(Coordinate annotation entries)
========================

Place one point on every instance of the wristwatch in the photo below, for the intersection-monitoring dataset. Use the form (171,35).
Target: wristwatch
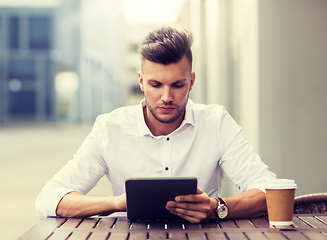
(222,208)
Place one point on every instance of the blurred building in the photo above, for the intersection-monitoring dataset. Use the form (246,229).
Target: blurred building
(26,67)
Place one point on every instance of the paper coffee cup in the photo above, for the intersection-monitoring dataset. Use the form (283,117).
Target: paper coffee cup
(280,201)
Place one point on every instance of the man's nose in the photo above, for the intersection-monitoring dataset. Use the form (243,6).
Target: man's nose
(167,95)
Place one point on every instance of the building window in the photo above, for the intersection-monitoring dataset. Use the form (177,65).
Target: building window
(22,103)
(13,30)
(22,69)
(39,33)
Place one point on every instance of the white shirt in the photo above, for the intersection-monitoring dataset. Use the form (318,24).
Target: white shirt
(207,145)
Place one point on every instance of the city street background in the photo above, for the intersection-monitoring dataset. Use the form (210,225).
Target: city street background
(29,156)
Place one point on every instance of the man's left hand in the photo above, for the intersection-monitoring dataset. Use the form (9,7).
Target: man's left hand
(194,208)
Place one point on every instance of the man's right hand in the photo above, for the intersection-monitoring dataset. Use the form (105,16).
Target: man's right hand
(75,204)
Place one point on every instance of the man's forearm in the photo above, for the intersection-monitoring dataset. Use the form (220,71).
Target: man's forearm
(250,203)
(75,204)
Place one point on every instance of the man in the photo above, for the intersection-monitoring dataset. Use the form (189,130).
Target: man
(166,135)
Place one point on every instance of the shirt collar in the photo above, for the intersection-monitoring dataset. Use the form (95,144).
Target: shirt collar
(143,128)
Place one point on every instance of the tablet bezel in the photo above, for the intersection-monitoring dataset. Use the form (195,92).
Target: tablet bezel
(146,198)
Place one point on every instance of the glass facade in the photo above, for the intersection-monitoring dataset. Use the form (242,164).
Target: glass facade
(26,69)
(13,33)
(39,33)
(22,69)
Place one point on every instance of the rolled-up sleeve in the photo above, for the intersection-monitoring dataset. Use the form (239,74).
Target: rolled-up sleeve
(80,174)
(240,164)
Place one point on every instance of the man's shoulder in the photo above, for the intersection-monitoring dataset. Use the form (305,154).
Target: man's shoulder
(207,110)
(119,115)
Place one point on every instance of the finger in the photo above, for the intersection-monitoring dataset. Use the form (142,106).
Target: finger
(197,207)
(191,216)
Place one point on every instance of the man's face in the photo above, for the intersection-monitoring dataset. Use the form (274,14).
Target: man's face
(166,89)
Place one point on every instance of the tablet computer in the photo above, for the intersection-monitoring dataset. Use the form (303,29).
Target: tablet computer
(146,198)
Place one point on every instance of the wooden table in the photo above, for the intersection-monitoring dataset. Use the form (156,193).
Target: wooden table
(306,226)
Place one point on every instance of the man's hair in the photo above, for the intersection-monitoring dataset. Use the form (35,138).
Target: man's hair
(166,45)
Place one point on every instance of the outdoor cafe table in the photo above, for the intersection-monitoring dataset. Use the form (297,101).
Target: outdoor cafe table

========================

**WHAT NEEDS TO BE DONE**
Copy the data word for word from the line containing "Place one point on every instance of the outdoor" through the end of the data, including both ends.

**RESULT OF THE TASK**
Place one point on every instance of the outdoor cafe table in the photo above, for the intersection-monitoring dataset. Use the form (297,101).
Target: outdoor cafe table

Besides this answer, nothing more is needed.